- DIRECTIONS FOR THIS TASK: Scan the lines below for the word "tree". Copy each line you find it in.

- RECORDS PROVIDED:

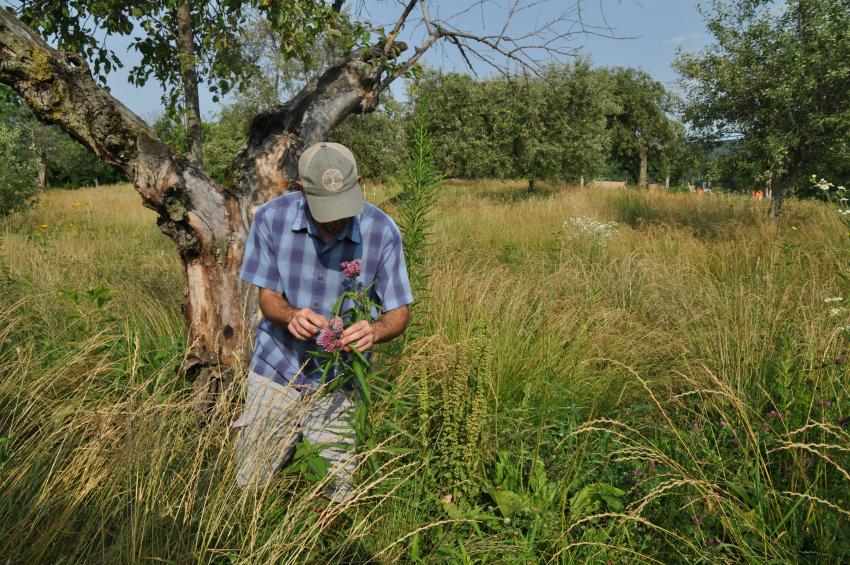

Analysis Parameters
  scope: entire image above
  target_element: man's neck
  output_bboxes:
[314,217,349,244]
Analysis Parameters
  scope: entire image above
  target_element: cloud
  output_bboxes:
[663,32,702,46]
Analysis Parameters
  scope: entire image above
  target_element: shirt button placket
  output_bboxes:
[312,273,325,311]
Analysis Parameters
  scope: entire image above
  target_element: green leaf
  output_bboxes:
[490,489,530,518]
[570,483,625,518]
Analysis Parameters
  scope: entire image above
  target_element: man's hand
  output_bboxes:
[339,320,376,352]
[288,308,329,341]
[339,306,411,352]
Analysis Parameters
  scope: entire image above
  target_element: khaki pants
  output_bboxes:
[233,371,356,502]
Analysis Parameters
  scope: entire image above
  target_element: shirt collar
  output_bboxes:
[291,195,361,244]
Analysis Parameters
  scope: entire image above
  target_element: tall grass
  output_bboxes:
[1,183,848,562]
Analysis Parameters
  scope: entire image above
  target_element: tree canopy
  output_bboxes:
[675,0,850,215]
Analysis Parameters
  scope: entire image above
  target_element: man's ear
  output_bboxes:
[357,175,363,184]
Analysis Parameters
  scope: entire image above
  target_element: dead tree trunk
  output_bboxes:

- ANSWER SECTION:
  target_element: tree canopy
  target_element: dead tree trunk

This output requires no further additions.